* _TO BE DONE_
Format the lines from the one containing "Where would you" through the one containing "0,340 -> 1270,947", both included, as a JSON list of strings with one string per line and blank lines omitted. Leave the pictures out.

* _RECORDS SUPPLIED_

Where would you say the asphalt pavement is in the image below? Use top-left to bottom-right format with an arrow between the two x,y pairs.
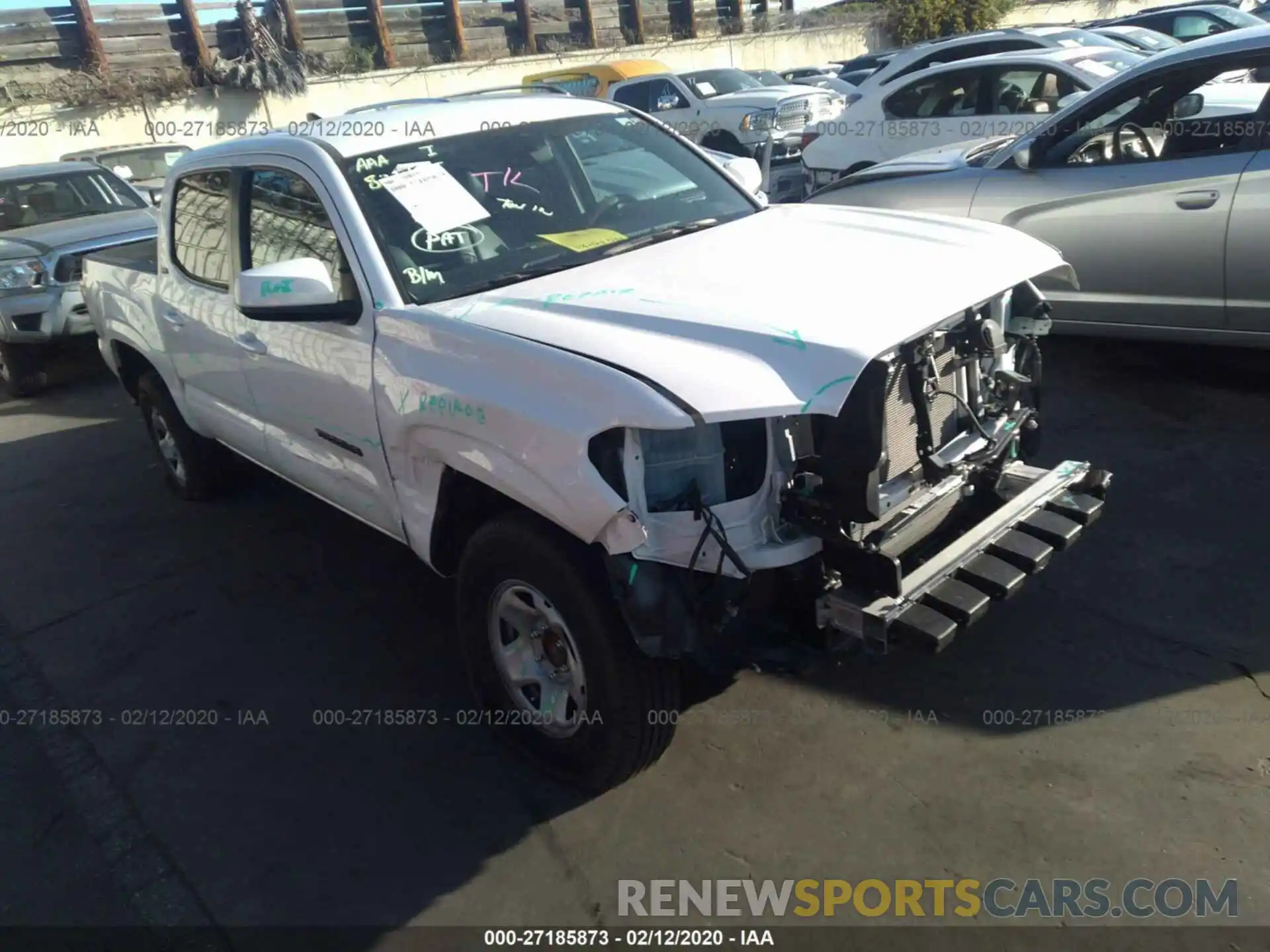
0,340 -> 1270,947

---

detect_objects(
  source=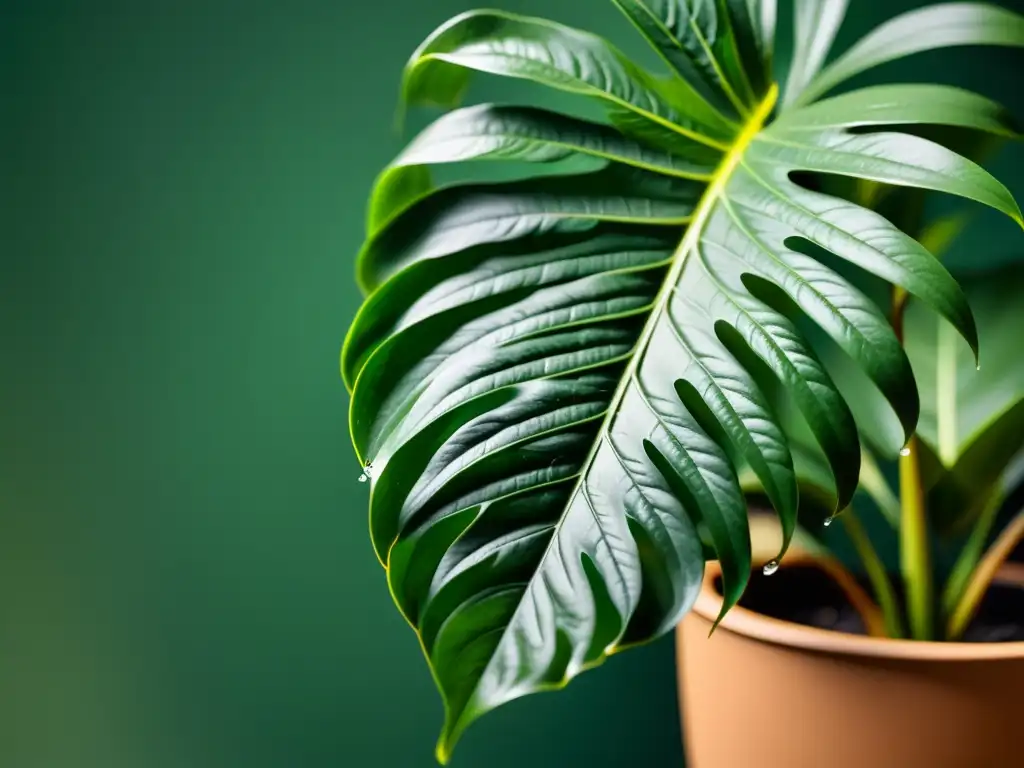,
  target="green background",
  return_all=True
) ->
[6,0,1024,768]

* _SOLUTION FOR THIS TASK_
[
  "Where would you say the asphalt pavement is in the image below? Use top-left to bottom-right format with an arrow between the two x,y pairs.",
  "0,340 -> 1270,947"
]